◆ EXTRAIT SOURCE
A travers les siècles
Les principaux décideurs et gestionnaires des ressources naturelles ont été des communautés humaines assez restreintes et bien définies, cueilleurs et chasseurs, pêcheurs et agriculteurs, éleveurs transhumants et nomades, utilisateurs de ressources des forêts, des oasis et des sources d’eau, constructeurs de terrasses et de canaux d’irrigation…. Une grande partie des communautés humaines se créèrent en tant qu’unités sociales autour de certaines «unités de ressources naturelles» telles que l’eau d’un bassin versant, les coquillages d’une baie marine ou un troupeau d’herbivores sur un territoire de migration. La biodiversité et la diversité culturelle ont ainsi évolué ensemble dans des milliers de contextes différents et la « gouvernance communautaire », de façon trop souvent peu documentée et mal connue, a développé une grande variété de règles concernant l’accès et l’utilisation des ressources naturelles.
D’ailleurs, si on cherche, on trouve encore partout dans le monde des vestiges des institutions et des règles développées à travers les siècles. Il s’agit des espaces sacrés et réservés, des interdictions et des limitations temporaires ou pérennes d’usage de certaines espèces, des obligations sociales par rapport à l’extraction des ressources gérées par des règles communautaires, et de bien d’autres cas encore. Dans bon nombre de situations, ces règles ont rendu explicites les liens entre les ressources et l’organisation de la vie des communautés, souvent en relation avec l’expérience directe (ou la connaissance indirecte) des moments de pénurie des ressources mêmes. Il est aussi probable que ces règles aient eu plusieurs types d’origine, des superstitions magico-religieuses au désir de sécuriser des privilèges sociaux, par exemple au bénéfice des autorités traditionnelles. Ce que nous pouvons voir en examinant les systèmes traditionnels existants aujourd’hui est que la gouvernance communautaire s’appuie souvent sur des formes d’utilisation durable des ressources naturelles et d’aversion des risques potentiellement catastrophiques pour la vie des communautés.

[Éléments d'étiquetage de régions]

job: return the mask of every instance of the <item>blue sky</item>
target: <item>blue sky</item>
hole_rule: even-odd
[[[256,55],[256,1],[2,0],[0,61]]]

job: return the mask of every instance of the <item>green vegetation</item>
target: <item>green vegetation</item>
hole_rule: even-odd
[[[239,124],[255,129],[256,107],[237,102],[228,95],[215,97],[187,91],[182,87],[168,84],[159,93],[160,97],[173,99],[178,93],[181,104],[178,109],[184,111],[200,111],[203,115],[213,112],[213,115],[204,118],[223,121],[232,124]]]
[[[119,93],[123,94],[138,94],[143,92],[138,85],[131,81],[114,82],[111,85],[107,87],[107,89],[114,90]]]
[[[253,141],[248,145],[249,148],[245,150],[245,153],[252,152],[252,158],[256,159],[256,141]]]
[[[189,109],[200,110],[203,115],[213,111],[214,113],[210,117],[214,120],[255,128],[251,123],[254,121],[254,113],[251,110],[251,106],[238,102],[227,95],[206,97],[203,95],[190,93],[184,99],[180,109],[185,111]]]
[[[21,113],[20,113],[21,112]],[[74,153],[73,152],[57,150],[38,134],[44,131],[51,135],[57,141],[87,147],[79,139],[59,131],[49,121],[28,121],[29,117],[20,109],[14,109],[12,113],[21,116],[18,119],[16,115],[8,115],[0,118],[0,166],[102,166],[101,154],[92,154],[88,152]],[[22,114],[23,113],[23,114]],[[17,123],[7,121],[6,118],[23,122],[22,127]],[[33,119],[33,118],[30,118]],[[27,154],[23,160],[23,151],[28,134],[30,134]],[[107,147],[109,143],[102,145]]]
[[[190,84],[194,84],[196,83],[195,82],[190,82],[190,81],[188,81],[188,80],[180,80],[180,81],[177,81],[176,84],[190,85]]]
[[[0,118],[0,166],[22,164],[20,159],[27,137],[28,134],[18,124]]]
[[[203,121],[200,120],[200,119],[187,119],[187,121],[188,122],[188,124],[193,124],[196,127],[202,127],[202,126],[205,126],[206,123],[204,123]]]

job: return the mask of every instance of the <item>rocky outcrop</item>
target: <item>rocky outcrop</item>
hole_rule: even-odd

◆ CONSIGNE 1
Transforme en liste numérotée les lignes du listing, depuis son début jusqu'à la ligne contenant "[[[256,55],[256,1],[2,0],[0,61]]]", celle-ci comprise, en omettant les lignes vides.
◆ CONSIGNE 2
Poursuis le texte sur la gouvernance communautaire des ressources naturelles à la suite de sa dernière phrase.

◆ RÉSULTAT FINAL 1
1. job: return the mask of every instance of the <item>blue sky</item>
2. target: <item>blue sky</item>
3. hole_rule: even-odd
4. [[[256,55],[256,1],[2,0],[0,61]]]

◆ RÉSULTAT FINAL 2
Nous voyons aussi que ces systèmes dépendent d’obligations mutuelles à l’intérieur des communautés et parmi les communautés, obligations pour la plupart volontaires (culturelles, intériorisées, souvent même identitaires), même si des sanctions locales en cas d’infraction sont possibles et parfois même plus sévères que celles de l’état à des infractions équivalentes. Par exemple, l’habitat européen probablement le plus riche par densité d’espèces – la prairie des îles de la Méditerranée – est entièrement dépendant de l’action des communautés humaines qui l’ont créé pour y faire paître leur bétail. Même dans l’environnement marin, considéré parfois comme une “situation minière” dans laquelle les humains n’ont fait que piller les ressources, on trouve des croyances et des pratiques de conservation d’importance des îles du Pacifique aux cotes de l’Afrique en passant par les eaux glacées de l’Arctique.
Mais pourquoi, si les communautés locales ont joué un rôle si important pour la gouvernance de la biodiversité dans le passé, n’est ce plus généralement le cas aujourd’hui ? Pourquoi voit-on aujourd’hui tant de communautés rurales « pauvres » et destituées ? Pourquoi ont-elles besoin de l’aide internationale pour survivre ? Pourquoi tant d’experts cherchent à leur donner des leçons « scientifiques » sur les changements nécessaires pour « mieux gérer » leur environnement?
Un changement global d’envergure s’est en effet produit au cours des siècles derniers. Il s’agit d’un changement à plusieurs dimensions, mais sa nature par rapport aux ressources naturelles est proprement « politique ». Autrement dit, les propriétaires privés, les états et les entreprises nationales et transnationales ont émergés en tant que nouveaux acteurs dans la gouvernance des ressources naturelles et ont souvent remplacé les peuples autochtones et les communautés locales parfois par la persuasion, souvent par la force.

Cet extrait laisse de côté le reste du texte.